* PROMPT
The data below is to be set down again exactly as written.

[Opening PROVIDED RECORDS section]

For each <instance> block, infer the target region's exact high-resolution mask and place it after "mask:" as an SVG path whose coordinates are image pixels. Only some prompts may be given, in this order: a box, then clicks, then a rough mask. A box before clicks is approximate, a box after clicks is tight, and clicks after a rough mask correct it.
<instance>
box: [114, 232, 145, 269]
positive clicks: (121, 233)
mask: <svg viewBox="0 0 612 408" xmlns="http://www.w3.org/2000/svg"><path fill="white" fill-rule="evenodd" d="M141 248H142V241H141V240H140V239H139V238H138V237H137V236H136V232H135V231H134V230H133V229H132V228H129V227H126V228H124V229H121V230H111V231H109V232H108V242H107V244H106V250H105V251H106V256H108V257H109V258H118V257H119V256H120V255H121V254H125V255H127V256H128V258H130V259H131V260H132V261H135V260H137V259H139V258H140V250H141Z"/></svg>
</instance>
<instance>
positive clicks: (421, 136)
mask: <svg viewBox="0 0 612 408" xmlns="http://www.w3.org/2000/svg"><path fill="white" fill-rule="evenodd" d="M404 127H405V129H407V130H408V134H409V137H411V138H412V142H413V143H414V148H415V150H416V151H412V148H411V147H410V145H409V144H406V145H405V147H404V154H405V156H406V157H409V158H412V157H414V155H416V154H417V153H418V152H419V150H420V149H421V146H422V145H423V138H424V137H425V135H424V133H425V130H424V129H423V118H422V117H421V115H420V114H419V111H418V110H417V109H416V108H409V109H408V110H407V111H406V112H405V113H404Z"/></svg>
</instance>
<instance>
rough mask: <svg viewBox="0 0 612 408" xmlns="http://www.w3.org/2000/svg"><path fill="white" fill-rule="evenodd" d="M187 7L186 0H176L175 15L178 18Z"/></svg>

[Closing PROVIDED RECORDS section]

* ANSWER FOR THE TASK
For each <instance> block, infer the target region's exact high-resolution mask and place it after "mask:" as an SVG path whose coordinates are image pixels. Only some prompts may be given, in this order: a box, then clicks, then a rough mask. A box before clicks is approximate, a box after clicks is tight, and clicks after a rough mask correct it.
<instance>
box: [114, 232, 145, 269]
positive clicks: (121, 233)
mask: <svg viewBox="0 0 612 408" xmlns="http://www.w3.org/2000/svg"><path fill="white" fill-rule="evenodd" d="M141 248H142V241H141V240H140V239H139V238H138V237H137V236H136V232H135V231H134V230H133V229H132V228H129V227H126V228H124V229H121V230H111V231H109V232H108V242H107V244H106V250H105V251H106V256H108V257H109V258H118V257H119V256H120V255H121V254H125V255H127V256H128V258H130V259H131V260H132V261H135V260H137V259H139V258H140V250H141Z"/></svg>
</instance>
<instance>
positive clicks: (421, 136)
mask: <svg viewBox="0 0 612 408" xmlns="http://www.w3.org/2000/svg"><path fill="white" fill-rule="evenodd" d="M404 127H405V129H407V130H408V134H409V137H411V138H412V142H413V143H414V148H415V150H416V151H412V148H411V147H410V145H409V144H406V145H405V147H404V154H405V156H406V157H409V158H412V157H414V155H416V154H417V153H418V152H419V150H420V149H421V146H422V145H423V138H424V137H425V135H424V133H425V130H424V129H423V118H422V117H421V115H420V114H419V111H418V110H417V109H416V108H409V109H408V110H407V111H406V112H405V113H404Z"/></svg>
</instance>
<instance>
rough mask: <svg viewBox="0 0 612 408" xmlns="http://www.w3.org/2000/svg"><path fill="white" fill-rule="evenodd" d="M187 7L186 0H176L175 15L178 18Z"/></svg>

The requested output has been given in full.